**INPUT DATA:**
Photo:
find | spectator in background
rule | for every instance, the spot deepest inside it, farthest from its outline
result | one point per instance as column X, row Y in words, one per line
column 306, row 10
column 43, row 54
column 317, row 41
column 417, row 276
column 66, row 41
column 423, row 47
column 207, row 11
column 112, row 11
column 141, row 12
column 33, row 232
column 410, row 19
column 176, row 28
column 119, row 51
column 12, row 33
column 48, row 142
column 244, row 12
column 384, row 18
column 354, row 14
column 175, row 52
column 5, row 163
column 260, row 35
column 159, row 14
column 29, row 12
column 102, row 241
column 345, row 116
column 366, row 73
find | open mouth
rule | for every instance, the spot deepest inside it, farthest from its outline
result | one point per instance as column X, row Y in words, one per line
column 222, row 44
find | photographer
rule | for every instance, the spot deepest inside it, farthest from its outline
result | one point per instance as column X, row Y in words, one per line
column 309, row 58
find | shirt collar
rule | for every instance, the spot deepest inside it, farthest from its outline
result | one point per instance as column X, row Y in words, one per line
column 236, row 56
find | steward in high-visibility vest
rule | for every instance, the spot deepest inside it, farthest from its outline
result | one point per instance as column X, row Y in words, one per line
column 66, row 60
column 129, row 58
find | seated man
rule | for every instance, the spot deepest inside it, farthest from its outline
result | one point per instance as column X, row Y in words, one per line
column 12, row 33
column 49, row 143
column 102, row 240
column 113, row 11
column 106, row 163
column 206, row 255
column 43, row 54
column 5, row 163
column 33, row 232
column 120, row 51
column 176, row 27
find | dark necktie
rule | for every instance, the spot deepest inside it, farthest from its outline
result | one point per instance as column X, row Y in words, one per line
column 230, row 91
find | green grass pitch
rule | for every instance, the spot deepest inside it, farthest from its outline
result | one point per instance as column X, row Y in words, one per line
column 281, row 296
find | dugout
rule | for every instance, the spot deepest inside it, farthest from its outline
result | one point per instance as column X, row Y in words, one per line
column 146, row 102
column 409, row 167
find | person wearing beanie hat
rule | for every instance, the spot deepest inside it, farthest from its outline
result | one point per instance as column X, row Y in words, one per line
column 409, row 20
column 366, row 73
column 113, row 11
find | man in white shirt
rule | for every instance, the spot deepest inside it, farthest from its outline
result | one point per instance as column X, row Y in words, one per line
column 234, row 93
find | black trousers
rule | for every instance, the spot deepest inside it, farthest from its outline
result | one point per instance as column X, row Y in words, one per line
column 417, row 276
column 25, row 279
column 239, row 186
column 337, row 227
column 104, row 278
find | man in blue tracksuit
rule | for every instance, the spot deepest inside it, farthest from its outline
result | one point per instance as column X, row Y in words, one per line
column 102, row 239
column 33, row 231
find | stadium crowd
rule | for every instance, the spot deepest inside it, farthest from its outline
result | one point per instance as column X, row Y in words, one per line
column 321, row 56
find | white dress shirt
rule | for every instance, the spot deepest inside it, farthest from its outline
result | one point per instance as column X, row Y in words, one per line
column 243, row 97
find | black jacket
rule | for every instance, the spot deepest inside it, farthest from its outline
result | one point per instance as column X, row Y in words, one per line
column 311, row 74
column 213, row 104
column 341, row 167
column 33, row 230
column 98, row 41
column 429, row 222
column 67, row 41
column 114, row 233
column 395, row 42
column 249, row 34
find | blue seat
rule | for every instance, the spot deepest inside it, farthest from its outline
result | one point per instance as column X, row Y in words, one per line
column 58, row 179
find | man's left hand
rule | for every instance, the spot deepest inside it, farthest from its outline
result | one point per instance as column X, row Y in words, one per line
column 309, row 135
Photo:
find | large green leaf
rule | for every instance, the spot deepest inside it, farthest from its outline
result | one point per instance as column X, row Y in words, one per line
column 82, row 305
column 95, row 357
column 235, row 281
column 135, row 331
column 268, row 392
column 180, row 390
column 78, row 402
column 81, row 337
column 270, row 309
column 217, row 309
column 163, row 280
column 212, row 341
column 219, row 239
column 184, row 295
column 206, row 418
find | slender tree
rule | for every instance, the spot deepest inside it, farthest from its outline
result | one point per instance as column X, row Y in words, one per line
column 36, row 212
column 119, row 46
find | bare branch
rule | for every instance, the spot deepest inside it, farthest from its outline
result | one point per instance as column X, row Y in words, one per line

**PROBLEM DETAILS:** Looking back over the listing, work out how many lines include the string "white". Write only that number.

**RESULT FOR THIS TASK:** 2